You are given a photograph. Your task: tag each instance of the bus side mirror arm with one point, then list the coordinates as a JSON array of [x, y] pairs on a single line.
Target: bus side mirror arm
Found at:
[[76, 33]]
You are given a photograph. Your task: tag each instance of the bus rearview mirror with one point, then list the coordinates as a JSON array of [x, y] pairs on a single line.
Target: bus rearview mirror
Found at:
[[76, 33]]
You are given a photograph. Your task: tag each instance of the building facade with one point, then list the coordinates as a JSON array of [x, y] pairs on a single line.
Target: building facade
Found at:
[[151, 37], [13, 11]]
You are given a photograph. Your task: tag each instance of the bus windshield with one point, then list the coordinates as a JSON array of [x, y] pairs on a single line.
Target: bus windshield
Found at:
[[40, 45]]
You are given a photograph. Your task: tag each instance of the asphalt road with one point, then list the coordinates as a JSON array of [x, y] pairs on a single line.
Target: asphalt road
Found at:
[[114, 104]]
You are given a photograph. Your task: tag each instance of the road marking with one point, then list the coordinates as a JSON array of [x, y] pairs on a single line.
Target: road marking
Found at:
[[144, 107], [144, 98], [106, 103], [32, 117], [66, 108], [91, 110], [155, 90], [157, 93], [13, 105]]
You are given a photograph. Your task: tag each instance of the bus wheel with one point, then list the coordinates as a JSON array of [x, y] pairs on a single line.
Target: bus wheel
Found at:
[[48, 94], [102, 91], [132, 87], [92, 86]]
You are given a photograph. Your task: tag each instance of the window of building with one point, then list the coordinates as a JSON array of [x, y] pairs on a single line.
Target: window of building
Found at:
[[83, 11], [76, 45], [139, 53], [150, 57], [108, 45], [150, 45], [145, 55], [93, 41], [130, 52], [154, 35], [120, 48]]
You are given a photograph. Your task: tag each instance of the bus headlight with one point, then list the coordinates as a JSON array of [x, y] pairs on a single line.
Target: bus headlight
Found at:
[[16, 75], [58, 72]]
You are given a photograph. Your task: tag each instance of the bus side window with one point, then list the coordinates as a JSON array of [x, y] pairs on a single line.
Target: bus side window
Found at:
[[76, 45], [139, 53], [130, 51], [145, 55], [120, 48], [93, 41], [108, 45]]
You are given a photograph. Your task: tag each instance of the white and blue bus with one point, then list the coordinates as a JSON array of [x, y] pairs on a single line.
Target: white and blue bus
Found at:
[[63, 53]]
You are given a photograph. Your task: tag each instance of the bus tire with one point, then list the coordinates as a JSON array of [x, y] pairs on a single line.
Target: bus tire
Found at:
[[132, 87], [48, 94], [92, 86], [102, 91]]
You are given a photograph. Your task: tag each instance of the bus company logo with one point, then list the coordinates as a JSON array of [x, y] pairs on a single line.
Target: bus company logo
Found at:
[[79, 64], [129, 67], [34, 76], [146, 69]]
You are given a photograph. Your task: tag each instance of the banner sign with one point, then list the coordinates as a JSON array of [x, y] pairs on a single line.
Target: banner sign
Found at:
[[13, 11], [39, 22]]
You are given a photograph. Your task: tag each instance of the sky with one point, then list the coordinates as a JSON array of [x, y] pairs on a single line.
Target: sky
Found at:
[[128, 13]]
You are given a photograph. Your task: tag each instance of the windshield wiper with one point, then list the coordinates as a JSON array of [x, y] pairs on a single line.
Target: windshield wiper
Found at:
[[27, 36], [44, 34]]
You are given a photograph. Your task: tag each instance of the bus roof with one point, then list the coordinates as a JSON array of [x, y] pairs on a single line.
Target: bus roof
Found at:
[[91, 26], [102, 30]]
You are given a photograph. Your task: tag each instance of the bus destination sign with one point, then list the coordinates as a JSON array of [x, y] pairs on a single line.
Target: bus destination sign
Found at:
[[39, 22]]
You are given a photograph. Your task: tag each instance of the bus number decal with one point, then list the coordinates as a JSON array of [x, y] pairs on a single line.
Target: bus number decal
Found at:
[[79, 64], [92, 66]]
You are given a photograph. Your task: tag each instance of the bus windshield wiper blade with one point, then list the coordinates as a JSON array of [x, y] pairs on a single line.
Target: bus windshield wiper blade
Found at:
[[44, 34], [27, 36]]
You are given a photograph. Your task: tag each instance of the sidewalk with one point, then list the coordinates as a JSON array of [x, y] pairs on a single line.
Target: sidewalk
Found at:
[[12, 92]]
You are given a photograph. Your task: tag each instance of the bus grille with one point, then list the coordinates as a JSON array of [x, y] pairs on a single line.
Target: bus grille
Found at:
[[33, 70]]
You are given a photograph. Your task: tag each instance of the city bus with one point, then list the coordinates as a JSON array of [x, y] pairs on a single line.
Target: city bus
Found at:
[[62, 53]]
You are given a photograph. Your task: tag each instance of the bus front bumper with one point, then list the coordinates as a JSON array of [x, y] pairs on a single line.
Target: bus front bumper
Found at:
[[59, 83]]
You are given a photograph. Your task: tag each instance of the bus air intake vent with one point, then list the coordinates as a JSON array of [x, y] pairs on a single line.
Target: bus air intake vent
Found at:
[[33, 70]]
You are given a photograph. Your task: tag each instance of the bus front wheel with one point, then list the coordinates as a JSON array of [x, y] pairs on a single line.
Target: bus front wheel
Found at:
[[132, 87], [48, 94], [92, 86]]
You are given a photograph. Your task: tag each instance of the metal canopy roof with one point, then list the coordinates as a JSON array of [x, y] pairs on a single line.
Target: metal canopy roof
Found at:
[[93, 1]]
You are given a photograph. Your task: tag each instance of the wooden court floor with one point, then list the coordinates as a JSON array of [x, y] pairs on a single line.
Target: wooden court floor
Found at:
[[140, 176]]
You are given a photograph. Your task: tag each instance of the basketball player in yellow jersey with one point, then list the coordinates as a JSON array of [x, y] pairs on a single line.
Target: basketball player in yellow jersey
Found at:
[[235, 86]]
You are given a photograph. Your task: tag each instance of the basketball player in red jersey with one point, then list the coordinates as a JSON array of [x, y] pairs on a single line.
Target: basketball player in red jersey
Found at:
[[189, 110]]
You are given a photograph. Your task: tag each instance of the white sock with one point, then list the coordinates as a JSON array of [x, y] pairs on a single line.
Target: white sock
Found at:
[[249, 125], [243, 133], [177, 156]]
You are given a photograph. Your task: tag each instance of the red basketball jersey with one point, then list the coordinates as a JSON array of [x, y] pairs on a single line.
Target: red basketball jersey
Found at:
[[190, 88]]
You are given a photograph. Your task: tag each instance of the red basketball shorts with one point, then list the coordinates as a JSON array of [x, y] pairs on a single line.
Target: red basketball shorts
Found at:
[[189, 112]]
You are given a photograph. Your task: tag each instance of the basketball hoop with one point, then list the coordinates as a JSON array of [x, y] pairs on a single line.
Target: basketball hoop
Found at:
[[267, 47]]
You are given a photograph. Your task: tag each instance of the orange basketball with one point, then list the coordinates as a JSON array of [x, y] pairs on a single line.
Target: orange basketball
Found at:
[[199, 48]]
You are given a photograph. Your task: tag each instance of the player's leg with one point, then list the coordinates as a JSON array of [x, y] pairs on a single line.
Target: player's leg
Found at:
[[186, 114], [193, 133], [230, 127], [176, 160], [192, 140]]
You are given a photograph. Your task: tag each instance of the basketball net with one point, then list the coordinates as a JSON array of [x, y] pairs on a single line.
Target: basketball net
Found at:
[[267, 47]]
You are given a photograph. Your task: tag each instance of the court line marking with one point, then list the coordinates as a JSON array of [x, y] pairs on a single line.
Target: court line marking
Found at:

Work required
All that is needed is the material, repeated exactly.

Solution for this task
You are given a photograph. Your task: tag each instance of the bus side mirror arm with one point, then list the coordinates as a JSON array of [x, y] pairs on a single line.
Target: bus side mirror arm
Found at:
[[76, 33]]
You are given a photograph. Your task: tag each instance of the bus rearview mirror with one point, then list the coordinates as a JSON array of [x, y] pairs on a single line.
Target: bus rearview mirror
Found at:
[[76, 33]]
You are given a photograph. Your task: tag each instance of the building facade with one point, then list the coordinates as a JSON array of [x, y] pairs on a single line.
Target: building facade
Found at:
[[151, 37], [13, 11]]
You are given a photograph. Your task: tag each instance of the bus windshield with one point, then list the coordinates as a JSON array of [x, y] pairs on a single line.
Target: bus windshield
Found at:
[[40, 45]]
You are given a photograph. Your task: tag each instance of the asphalt road with one point, then list the coordinates as a JSON array of [x, y] pairs on a single line.
Target: asphalt road
Found at:
[[114, 104]]
You are given a photograph. Your task: tag each instance of the road marking with one point, then list the coordinates as a JSON array of [x, y] pairs on a single line.
Target: road marking
Found at:
[[144, 107], [144, 98], [106, 103], [32, 117], [66, 108], [91, 110], [155, 90], [157, 93], [13, 105]]
You are given a photograph. Your task: tag each instance of the bus wheel with one point, then list the coordinates as a JSON array of [x, y] pairs on a single line.
Target: bus wheel
Found at:
[[48, 94], [102, 91], [132, 87], [92, 86]]
You are given a photograph. Your task: tag each instance of the window of building with one point, then list the coordinates as a JSON array of [x, y] pairs on a single line.
Target: window of building
Found at:
[[83, 11], [76, 45], [139, 53], [150, 57], [108, 45], [150, 45], [145, 55], [93, 41], [130, 52], [154, 35], [120, 48]]
You are given a photograph. Your task: tag each instance of the bus headlight with one point, then list the coordinates as a JSON array of [x, y] pairs on a single line.
Target: bus headlight
Found at:
[[16, 75], [58, 72]]
You are given a photograph. Your task: tag each instance of the bus side window with one point, then list the coordinates as a JSON array of [x, y] pairs on a single line.
Target: bus side window
Found at:
[[76, 45], [139, 53], [130, 51], [145, 55], [120, 48], [93, 41], [108, 45]]
You are given a photograph. Your task: tag each instance of the white and blue bus with one point, then list the coordinates as a JSON array of [x, y] pairs on a single line.
Target: white and blue bus
Found at:
[[63, 53]]
You are given a photograph. Your task: tag each instance of the bus tire with one point, then list the coordinates as a JSON array of [x, y] pairs on a single line.
Target: bus tire
Found at:
[[132, 87], [48, 94], [92, 86], [102, 91]]
You are given a photograph. Your task: tag each instance of the bus company logo with one point, then list the coordinates as a JSON array of [x, y] pairs on a single line.
Target: bus company logo
Found at:
[[79, 64], [129, 67], [34, 76], [146, 69]]
You are given a photograph. Your task: tag each instance of the banner sign with one point, then list the coordinates as a JSON array of [x, y] pairs on a single line.
Target: banner sign
Found at:
[[13, 11], [39, 22]]
You are given a photograph. Your task: tag each instance of the sky with one point, then list the coordinates as a JSON array of [x, y] pairs on a single line.
Target: sky
Found at:
[[128, 13]]
You are given a photograph. Your task: tag each instance of the windshield wiper with one point, then list the coordinates as a JSON array of [x, y] pairs on a single line.
Target: windshield wiper
Found at:
[[27, 36], [44, 34]]
You are given a photograph. Your task: tag each instance of the bus roof with one point, then list the coordinates as a JSON array of [x, y] pairs on a single line.
Target: bus roof
Found at:
[[91, 26], [102, 30]]
You are given a photograph. Your task: tag each instance of the bus destination sign with one point, then list the coordinates as a JSON array of [x, y] pairs on a single line.
Target: bus destination sign
Found at:
[[39, 22]]
You are given a photograph. Your task: tag each instance of the bus number decal with one point, then list the coordinates as a JSON array of [x, y] pairs on a single line.
Target: bus number decal
Found at:
[[79, 64], [92, 66]]
You are given a photograph. Your task: tag each instance of the bus windshield wiper blade with one point, then list the coordinates as a JSON array of [x, y] pairs on a single line.
Target: bus windshield wiper blade
Found at:
[[44, 34], [27, 36]]
You are given a photograph. Your task: tag each instance of the sidewalk with one point, then list the coordinates as a JSON array of [x, y] pairs on a single line.
Target: sidewalk
Found at:
[[12, 92]]
You are given a photograph. Your task: tag each instance of the bus grille with one point, then list the coordinates as a JSON array of [x, y] pairs on a single line.
Target: bus grille
Found at:
[[33, 70]]
You are given a photograph. Your task: tag each instance of the city bus with one point, then list the coordinates as a JSON array of [x, y] pairs on a single line.
Target: city bus
Found at:
[[62, 53]]
You are given a photograph. Your task: tag each instance of the bus front bumper with one point, then list the coordinates as a JSON array of [x, y] pairs on a single line.
Target: bus front bumper
Found at:
[[59, 83]]
You are given a photograph. Your task: tag each instance of the bus air intake vent with one point, then list the coordinates as a JSON array of [x, y] pairs on a single line.
Target: bus air intake vent
Found at:
[[33, 70]]
You are given a photograph. Your task: tag each instance of the bus front wheel with one point, then list the coordinates as a JSON array of [x, y] pairs on a single line.
Target: bus front wheel
Found at:
[[132, 87], [48, 94], [92, 86]]
You are given a photograph. Your task: tag each instance of the metal canopy roof with one point, then list the coordinates as a JSON array of [x, y] pairs on a single line.
Target: metal canopy roof
Found at:
[[93, 1]]
You are given a photograph. Your task: tag each instance of the wooden court floor with one point, then list the coordinates as a JSON array of [x, y] pairs on a single line.
Target: wooden court floor
Found at:
[[140, 176]]
You are given a photograph. Your task: tag each instance of the basketball player in yellow jersey with one point, then list the coordinates as a JSON array of [x, y] pairs on a single line.
Target: basketball player in yellow jersey
Found at:
[[235, 86]]
You are given a photograph. Your task: tag each instance of the basketball player in red jersey with one point, then list the coordinates as a JSON array of [x, y] pairs on a single line.
Target: basketball player in red jersey
Found at:
[[189, 110]]
You are given a photograph. Your task: tag each instance of the white sock with one point, then list the coordinates as a JSON array of [x, y] pairs on a single line.
Target: white sock
Found at:
[[249, 125], [243, 133], [177, 156]]
You are given a photograph. Your task: tag each instance of the red basketball jersey with one point, then list the coordinates as a JSON array of [x, y] pairs on a single line.
Target: red basketball jersey
Found at:
[[190, 88]]
You are given a photograph. Your task: tag each instance of the red basketball shorts with one point, then list the coordinates as a JSON array of [x, y] pairs on a single line.
Target: red basketball shorts
Found at:
[[189, 112]]
You are given a photograph. Your task: tag each instance of the basketball hoop with one point, then list the coordinates as a JSON array of [x, y] pairs on a single line.
Target: basketball hoop
Found at:
[[267, 47]]
You are given a photograph. Your task: tag each instance of the orange basketball with one point, then list the coordinates as a JSON array of [x, y] pairs on a single line.
Target: orange basketball
Found at:
[[199, 48]]
You are given a photograph. Your task: tag each instance of the player's leg with one point, then list the coordinates as a JSON array of [x, y] pairs on a single line.
Target: player's leg
Found at:
[[186, 114], [193, 133], [230, 127], [176, 160], [192, 140]]
You are given a photograph. Your task: tag each instance of the basketball net with one point, then list the coordinates as a JSON array of [x, y] pairs on a single line.
Target: basketball net
Found at:
[[267, 47]]
You are given a photograph. Your task: tag each instance of the court line marking with one point, then list the coordinates as a JSON array of [x, y] pairs on a single line.
Target: court line marking
Found at:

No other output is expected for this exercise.